# [The problem]
Reproduce every line of the data between the line holding "Could you please outline every instance of the air" and the end of the data, inclusive. Multiply each coordinate in the answer outlines by 1.5 and round to whole numbers with halves going up, leaving all other numbers, including those in the format samples, unchanged.

(Segmentation dataset records)

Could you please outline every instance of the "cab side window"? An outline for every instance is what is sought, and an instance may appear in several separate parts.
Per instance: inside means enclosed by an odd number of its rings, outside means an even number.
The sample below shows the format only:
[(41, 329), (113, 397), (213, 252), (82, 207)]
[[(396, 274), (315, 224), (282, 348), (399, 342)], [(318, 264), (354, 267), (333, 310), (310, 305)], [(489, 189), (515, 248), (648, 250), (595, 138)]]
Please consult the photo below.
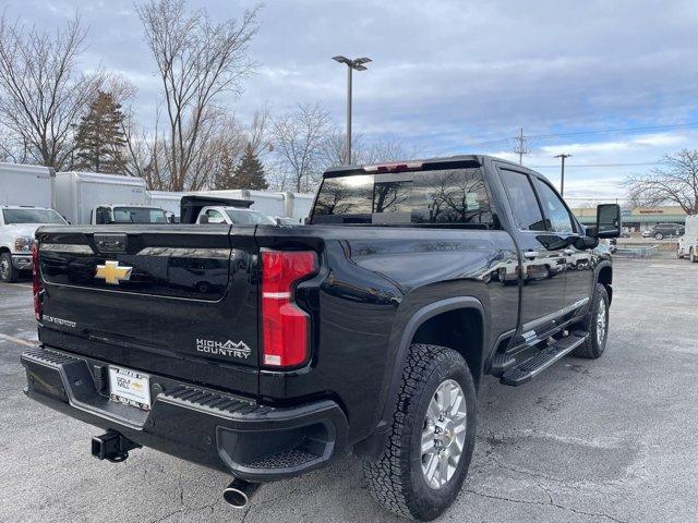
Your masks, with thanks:
[(518, 228), (522, 231), (544, 231), (543, 215), (528, 174), (505, 169), (501, 172)]
[(541, 205), (547, 217), (547, 230), (553, 232), (567, 232), (569, 234), (575, 232), (569, 210), (567, 210), (565, 203), (553, 187), (541, 180), (537, 181), (537, 186), (541, 197)]

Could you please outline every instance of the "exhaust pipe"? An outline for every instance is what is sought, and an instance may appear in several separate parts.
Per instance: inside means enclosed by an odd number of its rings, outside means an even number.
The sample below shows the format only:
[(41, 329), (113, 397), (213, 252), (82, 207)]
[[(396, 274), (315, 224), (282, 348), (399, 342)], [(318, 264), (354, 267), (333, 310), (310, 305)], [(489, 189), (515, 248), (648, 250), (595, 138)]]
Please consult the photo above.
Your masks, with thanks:
[(260, 488), (258, 483), (250, 483), (244, 479), (234, 478), (222, 491), (222, 499), (236, 509), (244, 509)]

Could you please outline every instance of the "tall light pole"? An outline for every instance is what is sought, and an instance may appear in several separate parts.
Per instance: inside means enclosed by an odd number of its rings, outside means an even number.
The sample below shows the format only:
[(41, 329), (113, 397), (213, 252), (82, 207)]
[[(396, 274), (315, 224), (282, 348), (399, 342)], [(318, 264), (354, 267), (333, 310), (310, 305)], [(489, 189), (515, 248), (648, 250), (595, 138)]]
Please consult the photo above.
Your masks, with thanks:
[(345, 155), (345, 162), (351, 163), (351, 72), (352, 71), (365, 71), (364, 63), (372, 62), (370, 58), (354, 58), (353, 60), (338, 56), (333, 57), (333, 60), (347, 65), (347, 153)]
[(555, 158), (561, 158), (563, 160), (561, 170), (559, 170), (559, 195), (565, 195), (565, 158), (569, 158), (571, 155), (557, 155)]

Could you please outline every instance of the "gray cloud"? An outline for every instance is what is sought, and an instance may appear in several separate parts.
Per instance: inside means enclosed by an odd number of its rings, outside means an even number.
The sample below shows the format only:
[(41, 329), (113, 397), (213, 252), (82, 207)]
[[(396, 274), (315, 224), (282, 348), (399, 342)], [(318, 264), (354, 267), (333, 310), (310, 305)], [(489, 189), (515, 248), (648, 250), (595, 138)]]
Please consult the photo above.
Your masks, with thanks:
[[(142, 118), (153, 118), (158, 85), (131, 1), (5, 3), (9, 14), (48, 28), (79, 10), (92, 26), (83, 65), (131, 77)], [(255, 5), (190, 3), (214, 19)], [(264, 104), (281, 111), (320, 101), (344, 122), (345, 71), (330, 60), (342, 53), (374, 60), (354, 82), (357, 131), (424, 150), (466, 150), (468, 143), (512, 136), (519, 125), (543, 134), (698, 120), (698, 4), (691, 0), (267, 0), (261, 20), (252, 52), (262, 66), (242, 97), (226, 100), (242, 118)], [(657, 159), (666, 147), (612, 155)], [(588, 161), (607, 158), (580, 154)]]

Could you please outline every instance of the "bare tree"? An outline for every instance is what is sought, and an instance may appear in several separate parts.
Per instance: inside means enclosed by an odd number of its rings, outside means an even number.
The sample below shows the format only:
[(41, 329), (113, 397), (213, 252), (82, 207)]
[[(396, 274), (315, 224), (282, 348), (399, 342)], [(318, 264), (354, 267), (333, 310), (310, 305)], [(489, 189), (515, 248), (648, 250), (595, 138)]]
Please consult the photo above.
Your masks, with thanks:
[(318, 104), (299, 104), (274, 121), (275, 148), (296, 191), (309, 191), (316, 182), (328, 124), (329, 114)]
[(56, 35), (0, 17), (0, 119), (25, 160), (56, 170), (72, 162), (74, 125), (103, 82), (77, 72), (85, 36), (77, 16)]
[[(163, 84), (166, 125), (158, 169), (173, 191), (194, 188), (206, 178), (208, 141), (222, 114), (214, 107), (225, 93), (240, 95), (242, 80), (255, 68), (248, 58), (258, 8), (240, 21), (210, 21), (204, 10), (188, 12), (183, 0), (151, 0), (136, 7)], [(214, 147), (215, 149), (215, 147)]]
[(663, 168), (625, 180), (628, 199), (636, 206), (678, 205), (698, 214), (698, 149), (683, 149), (663, 159)]

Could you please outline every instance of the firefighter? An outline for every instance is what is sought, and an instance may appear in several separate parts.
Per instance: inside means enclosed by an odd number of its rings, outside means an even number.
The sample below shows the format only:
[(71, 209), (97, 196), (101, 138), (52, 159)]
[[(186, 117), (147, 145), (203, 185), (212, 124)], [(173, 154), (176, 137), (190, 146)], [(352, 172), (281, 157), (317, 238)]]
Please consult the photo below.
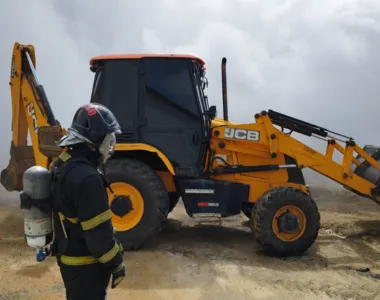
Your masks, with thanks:
[(115, 288), (125, 276), (104, 174), (115, 134), (120, 132), (113, 113), (93, 103), (76, 111), (67, 134), (57, 143), (66, 149), (52, 168), (52, 255), (57, 258), (69, 300), (104, 300), (110, 281)]

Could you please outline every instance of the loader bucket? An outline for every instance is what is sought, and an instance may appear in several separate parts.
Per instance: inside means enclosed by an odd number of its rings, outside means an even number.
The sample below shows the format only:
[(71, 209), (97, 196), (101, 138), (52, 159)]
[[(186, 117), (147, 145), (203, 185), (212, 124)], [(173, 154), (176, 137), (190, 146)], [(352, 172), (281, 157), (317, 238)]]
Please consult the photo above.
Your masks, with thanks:
[[(374, 160), (380, 162), (380, 147), (373, 145), (365, 145), (363, 150), (367, 152)], [(380, 178), (380, 172), (358, 155), (356, 159), (360, 162), (360, 166), (351, 165), (351, 170), (358, 176), (377, 184)]]
[(1, 184), (9, 191), (22, 191), (23, 175), (26, 169), (35, 165), (32, 146), (18, 146), (11, 143), (11, 158), (8, 167), (1, 171)]

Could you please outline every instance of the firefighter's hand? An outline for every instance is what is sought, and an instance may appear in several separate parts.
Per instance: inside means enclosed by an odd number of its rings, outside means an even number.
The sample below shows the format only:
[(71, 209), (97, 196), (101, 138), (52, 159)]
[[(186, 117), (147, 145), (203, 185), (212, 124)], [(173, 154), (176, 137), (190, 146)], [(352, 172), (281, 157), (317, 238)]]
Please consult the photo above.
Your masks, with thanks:
[(119, 285), (120, 282), (123, 281), (125, 277), (125, 266), (123, 263), (120, 264), (113, 272), (112, 272), (112, 285), (111, 288), (114, 289)]

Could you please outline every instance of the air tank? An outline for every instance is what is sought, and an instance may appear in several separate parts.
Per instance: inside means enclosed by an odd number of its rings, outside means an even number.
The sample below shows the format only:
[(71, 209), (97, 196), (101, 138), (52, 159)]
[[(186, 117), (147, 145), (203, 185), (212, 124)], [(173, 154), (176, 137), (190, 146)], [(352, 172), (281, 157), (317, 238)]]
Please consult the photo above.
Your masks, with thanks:
[[(33, 166), (24, 172), (21, 208), (24, 210), (24, 233), (27, 244), (42, 255), (42, 248), (53, 239), (50, 172)], [(31, 200), (30, 200), (31, 199)], [(44, 257), (40, 257), (44, 259)]]

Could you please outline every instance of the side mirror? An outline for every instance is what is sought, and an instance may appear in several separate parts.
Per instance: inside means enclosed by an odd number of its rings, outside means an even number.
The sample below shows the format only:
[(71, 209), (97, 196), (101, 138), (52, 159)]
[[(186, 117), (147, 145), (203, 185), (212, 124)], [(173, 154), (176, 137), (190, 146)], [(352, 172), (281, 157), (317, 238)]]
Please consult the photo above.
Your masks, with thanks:
[(210, 106), (206, 114), (210, 117), (211, 120), (214, 119), (216, 117), (216, 106)]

# [Exercise answer]
Could you please outline every instance of the air tank? An outline for every instance is what is sought, and an instance may appear in several separate parts.
Per instance: inside means enclosed by an odd number of its rings, outside means an even number.
The sample below shows the format only:
[(71, 209), (97, 196), (101, 138), (52, 159)]
[[(186, 117), (147, 145), (203, 185), (212, 124)], [(173, 154), (176, 137), (190, 146)], [(352, 172), (281, 157), (317, 238)]]
Please consult the photo above.
Your masks, with thanks:
[[(50, 249), (36, 258), (32, 312), (36, 315), (36, 350), (41, 366), (63, 383), (63, 372), (80, 359), (75, 258)], [(47, 300), (45, 300), (47, 299)], [(66, 386), (60, 386), (66, 389)]]

Could you please outline every instance of the side mirror? An outline for every instance is what is sought, and an instance may appear in several separate parts.
Per instance: inside means enclosed by an odd number of its rings, outside means an even number.
The sample below shows the format only:
[(71, 209), (97, 196), (101, 138), (52, 159)]
[[(186, 117), (147, 145), (203, 185), (212, 124)], [(173, 154), (176, 137), (190, 146)], [(352, 172), (281, 157), (317, 238)]]
Please consult the photo above.
Your masks, with thanks:
[(315, 159), (309, 171), (315, 176), (317, 180), (321, 179), (324, 176), (324, 159)]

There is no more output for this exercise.